**Text passage**
_ _ _ _ _ _ _
‘What does that even mean?’: Senators question Trudeau’s philosophy of ‘taking on debt so Canadians don’t have to’

Senators are questioning Prime Minister Justin Trudeau’s philosophy of “taking on debt so Canadians don’t have to” after approving another $51.2 billion in pandemic relief to jobless workers, starting October 19.

“What does that even mean?” asked Senator Yonah Martin, Deputy Leader of the Opposition in the Senate. “Does the Prime Minister not understand public debt must be repaid by public money which comes from taxes?”

The philosophy has lead to jaw dropping expenditures with close to no regard to the future, with Finance Minister Chrystia Freeland telling Senate on Thursday that it “would not be prudent” if they were to estimate Canada’s fiscal deficit for 2020, according to Blacklock’s Reporter.

When asked by Senator Claude Carigan what the deficit would be, Freeland said that she would not make projections because of the fluidity of the pandemic.

The new Act Relating To Certain Measures In Response To Covid-19 introduces new payments to Canadians currently out of work, with the Canada Recovery Sickness Benefit paying up to $1,000 to employees who need to miss work due to any illness.
_ _ _ _ _ _ _
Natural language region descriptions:
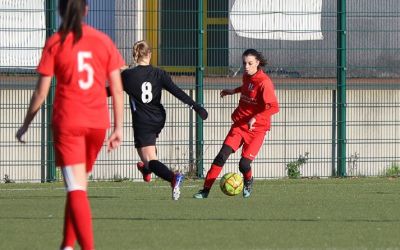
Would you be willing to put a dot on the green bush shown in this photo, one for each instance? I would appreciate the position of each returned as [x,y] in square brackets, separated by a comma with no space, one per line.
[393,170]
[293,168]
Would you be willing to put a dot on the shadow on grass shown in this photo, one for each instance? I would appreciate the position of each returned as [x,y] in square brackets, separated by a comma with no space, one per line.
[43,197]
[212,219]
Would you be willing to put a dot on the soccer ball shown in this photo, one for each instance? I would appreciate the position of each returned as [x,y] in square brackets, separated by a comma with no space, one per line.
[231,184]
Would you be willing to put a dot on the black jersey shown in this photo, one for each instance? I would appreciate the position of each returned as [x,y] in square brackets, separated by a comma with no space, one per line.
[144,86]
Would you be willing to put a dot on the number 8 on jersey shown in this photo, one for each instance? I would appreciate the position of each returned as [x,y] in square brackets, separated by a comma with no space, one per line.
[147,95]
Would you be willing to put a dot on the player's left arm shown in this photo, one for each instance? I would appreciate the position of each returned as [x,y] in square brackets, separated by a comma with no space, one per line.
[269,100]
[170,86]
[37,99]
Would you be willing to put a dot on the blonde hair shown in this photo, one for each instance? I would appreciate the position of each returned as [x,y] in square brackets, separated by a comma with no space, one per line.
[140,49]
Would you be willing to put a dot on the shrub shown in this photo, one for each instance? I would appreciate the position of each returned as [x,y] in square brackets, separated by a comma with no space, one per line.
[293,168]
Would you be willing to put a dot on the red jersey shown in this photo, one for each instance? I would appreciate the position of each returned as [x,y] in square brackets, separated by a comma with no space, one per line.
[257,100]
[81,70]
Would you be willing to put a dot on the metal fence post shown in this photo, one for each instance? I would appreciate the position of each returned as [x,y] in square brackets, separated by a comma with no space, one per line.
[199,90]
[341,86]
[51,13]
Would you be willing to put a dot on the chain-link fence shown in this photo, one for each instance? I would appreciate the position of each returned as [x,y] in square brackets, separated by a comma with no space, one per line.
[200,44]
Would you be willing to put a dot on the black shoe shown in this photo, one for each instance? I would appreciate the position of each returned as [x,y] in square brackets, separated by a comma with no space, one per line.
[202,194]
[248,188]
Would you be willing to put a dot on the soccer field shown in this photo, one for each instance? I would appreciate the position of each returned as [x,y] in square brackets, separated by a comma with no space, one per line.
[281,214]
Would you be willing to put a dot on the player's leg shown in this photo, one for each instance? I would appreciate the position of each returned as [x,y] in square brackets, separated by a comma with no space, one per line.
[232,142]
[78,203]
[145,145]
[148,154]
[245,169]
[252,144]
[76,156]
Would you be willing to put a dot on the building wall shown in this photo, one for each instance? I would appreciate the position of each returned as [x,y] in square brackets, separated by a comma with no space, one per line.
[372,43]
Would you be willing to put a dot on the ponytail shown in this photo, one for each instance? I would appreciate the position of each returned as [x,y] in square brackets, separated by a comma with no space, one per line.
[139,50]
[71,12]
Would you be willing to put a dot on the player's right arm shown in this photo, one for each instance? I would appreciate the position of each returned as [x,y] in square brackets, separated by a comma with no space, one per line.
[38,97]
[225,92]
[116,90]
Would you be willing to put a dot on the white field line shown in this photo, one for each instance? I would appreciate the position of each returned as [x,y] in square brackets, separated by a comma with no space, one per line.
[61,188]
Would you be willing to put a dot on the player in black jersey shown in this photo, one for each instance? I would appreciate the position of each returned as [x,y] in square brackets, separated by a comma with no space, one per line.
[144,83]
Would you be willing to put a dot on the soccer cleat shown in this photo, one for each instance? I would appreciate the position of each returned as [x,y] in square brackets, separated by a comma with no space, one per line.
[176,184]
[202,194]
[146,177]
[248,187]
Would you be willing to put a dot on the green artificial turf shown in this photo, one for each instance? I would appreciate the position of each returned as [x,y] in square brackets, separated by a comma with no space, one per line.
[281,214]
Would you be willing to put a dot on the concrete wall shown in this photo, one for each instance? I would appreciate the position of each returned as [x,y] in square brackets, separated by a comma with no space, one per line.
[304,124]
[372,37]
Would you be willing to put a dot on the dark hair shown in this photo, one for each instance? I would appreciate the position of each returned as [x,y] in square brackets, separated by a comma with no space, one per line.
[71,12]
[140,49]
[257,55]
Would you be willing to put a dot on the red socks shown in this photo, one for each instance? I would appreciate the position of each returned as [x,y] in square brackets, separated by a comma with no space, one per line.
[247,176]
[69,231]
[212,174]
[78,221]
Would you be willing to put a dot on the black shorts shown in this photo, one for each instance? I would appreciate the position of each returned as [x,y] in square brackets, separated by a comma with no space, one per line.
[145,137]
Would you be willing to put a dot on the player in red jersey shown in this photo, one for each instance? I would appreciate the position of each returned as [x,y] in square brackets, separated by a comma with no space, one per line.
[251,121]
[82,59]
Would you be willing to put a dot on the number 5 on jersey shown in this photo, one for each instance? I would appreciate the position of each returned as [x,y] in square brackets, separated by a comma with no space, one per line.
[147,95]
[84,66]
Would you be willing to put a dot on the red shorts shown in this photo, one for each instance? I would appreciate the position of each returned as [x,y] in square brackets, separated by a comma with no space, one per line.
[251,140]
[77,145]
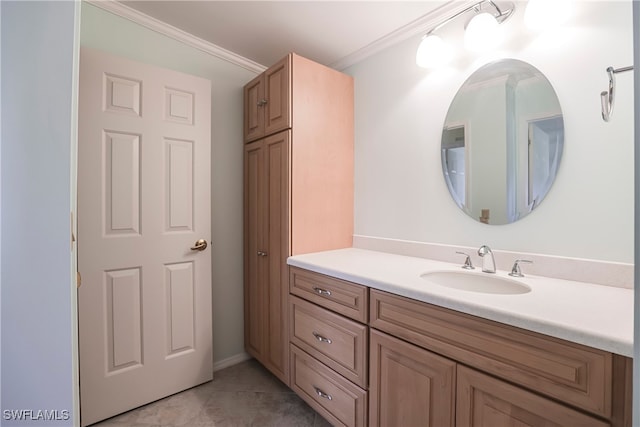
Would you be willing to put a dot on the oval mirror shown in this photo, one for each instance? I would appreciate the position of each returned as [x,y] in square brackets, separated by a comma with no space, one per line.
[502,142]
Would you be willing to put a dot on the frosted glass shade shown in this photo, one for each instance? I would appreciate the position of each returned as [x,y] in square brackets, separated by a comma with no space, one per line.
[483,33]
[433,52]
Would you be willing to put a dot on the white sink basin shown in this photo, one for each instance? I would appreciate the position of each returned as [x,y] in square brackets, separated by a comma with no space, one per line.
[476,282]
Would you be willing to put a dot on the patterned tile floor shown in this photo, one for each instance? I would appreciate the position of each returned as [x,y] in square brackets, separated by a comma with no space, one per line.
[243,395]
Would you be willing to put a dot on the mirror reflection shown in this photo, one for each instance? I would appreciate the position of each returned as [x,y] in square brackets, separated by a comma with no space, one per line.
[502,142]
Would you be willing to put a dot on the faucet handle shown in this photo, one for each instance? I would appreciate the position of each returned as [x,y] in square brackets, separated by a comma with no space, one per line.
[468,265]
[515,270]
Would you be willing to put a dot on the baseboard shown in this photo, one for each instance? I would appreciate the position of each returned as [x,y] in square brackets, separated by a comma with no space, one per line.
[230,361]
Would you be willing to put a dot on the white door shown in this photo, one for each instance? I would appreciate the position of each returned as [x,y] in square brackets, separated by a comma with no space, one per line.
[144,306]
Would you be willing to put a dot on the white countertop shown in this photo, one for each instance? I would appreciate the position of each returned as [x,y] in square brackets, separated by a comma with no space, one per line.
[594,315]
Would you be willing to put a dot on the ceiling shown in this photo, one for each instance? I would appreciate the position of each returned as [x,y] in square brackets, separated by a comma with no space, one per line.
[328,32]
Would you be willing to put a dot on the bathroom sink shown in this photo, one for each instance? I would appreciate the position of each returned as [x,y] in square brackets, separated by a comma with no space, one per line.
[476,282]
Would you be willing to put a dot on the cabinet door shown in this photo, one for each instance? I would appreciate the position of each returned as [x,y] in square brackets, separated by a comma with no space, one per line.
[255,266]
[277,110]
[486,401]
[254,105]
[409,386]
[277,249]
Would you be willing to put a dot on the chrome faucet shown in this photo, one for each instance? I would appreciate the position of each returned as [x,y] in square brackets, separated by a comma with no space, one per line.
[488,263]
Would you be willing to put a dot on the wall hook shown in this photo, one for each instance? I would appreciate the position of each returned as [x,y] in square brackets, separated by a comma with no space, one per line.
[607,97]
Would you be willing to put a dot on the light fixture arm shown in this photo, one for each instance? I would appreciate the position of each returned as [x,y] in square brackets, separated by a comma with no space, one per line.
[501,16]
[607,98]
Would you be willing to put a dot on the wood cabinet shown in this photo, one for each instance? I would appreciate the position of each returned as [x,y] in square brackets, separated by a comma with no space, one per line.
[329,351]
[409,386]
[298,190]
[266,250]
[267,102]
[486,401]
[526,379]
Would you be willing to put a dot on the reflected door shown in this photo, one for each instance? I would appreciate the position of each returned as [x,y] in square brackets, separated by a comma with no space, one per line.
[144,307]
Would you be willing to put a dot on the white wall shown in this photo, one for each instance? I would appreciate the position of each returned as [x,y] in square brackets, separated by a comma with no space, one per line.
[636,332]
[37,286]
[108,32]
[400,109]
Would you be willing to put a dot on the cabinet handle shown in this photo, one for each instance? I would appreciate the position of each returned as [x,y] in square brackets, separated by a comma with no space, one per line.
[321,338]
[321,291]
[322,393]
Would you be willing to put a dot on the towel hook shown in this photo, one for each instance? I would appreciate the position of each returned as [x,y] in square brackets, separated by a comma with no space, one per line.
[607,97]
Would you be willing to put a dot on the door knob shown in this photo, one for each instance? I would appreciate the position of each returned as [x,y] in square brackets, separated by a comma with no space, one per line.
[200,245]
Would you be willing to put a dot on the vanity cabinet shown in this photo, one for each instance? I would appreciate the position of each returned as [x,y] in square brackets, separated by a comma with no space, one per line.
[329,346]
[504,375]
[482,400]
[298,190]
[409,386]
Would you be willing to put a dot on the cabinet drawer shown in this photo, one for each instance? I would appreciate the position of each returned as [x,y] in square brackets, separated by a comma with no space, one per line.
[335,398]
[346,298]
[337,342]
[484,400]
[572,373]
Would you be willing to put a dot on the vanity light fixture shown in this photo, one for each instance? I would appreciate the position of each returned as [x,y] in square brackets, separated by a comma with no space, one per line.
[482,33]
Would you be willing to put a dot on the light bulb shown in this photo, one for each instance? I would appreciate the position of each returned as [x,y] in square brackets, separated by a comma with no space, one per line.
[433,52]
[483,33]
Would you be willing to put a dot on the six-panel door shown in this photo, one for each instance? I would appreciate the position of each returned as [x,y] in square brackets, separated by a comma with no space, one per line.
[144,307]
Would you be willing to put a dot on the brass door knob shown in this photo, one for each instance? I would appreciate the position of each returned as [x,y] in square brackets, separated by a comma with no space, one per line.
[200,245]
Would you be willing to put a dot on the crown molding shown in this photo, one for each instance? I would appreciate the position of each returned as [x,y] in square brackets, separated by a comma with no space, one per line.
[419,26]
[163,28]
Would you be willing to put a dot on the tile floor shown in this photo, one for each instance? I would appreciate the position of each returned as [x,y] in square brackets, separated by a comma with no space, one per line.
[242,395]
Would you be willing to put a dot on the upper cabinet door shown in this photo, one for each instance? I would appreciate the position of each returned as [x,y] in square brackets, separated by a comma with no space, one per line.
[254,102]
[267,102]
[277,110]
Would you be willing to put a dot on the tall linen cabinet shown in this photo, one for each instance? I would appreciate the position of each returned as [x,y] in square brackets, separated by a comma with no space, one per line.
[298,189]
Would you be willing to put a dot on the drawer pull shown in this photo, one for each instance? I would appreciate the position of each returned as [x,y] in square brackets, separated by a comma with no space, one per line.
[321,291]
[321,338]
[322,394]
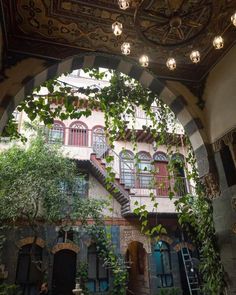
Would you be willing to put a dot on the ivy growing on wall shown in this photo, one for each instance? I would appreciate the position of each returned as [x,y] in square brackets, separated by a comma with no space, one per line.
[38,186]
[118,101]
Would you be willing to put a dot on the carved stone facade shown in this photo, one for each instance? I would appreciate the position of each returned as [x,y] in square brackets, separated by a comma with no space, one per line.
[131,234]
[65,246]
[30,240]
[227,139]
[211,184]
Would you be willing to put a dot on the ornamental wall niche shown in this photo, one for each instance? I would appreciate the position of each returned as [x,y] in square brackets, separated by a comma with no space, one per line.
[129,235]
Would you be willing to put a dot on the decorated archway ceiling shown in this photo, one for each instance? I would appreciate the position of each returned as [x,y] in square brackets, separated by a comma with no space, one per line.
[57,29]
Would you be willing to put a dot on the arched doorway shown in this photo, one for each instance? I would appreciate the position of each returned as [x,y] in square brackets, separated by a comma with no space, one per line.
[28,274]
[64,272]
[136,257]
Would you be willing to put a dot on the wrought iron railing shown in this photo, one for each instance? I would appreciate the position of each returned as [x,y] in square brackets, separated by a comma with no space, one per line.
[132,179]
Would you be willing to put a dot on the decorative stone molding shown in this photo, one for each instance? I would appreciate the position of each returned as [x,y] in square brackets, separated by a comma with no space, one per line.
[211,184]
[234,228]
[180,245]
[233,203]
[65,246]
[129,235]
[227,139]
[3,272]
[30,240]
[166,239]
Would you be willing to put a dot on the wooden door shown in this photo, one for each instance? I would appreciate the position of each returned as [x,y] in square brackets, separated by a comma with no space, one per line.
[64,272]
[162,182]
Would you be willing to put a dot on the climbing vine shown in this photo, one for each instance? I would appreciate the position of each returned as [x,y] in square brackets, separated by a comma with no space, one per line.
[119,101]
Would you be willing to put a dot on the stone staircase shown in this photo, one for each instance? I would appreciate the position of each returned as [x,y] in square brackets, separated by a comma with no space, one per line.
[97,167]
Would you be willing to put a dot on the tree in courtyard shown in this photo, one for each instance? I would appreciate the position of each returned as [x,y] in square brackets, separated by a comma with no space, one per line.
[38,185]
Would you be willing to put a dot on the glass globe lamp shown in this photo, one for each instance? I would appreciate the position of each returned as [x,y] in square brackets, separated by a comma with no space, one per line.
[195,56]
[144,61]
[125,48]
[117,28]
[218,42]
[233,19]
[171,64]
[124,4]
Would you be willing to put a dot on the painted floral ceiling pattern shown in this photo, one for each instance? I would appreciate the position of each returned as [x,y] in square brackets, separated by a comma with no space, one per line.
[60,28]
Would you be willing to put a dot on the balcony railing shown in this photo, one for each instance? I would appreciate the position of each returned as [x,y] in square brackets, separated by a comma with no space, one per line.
_ _ _ _ _ _ _
**Work request 1**
List every person named in the news article about Senate questions on debt.
**Work request 2**
Do these statements agree with the news article about Senate questions on debt? (a) Freeland gave the Senate an estimate of Canada's 2020 fiscal deficit. (b) The Senate approved $51.2 billion in pandemic relief to jobless workers. (c) The Canada Recovery Sickness Benefit pays up to $1,000 to employees who must miss work due to illness.
The listing plays no part in this exercise.

**Reply 1**
Justin Trudeau, Yonah Martin, Chrystia Freeland, Claude Carigan

**Reply 2**
(a) No: "it “would not be prudent” if they were to estimate Canada’s fiscal deficit for 2020"
(b) Yes: "approving another $51.2 billion in pandemic relief to jobless workers"
(c) Yes: "paying up to $1,000 to employees who need to miss work due to any illness"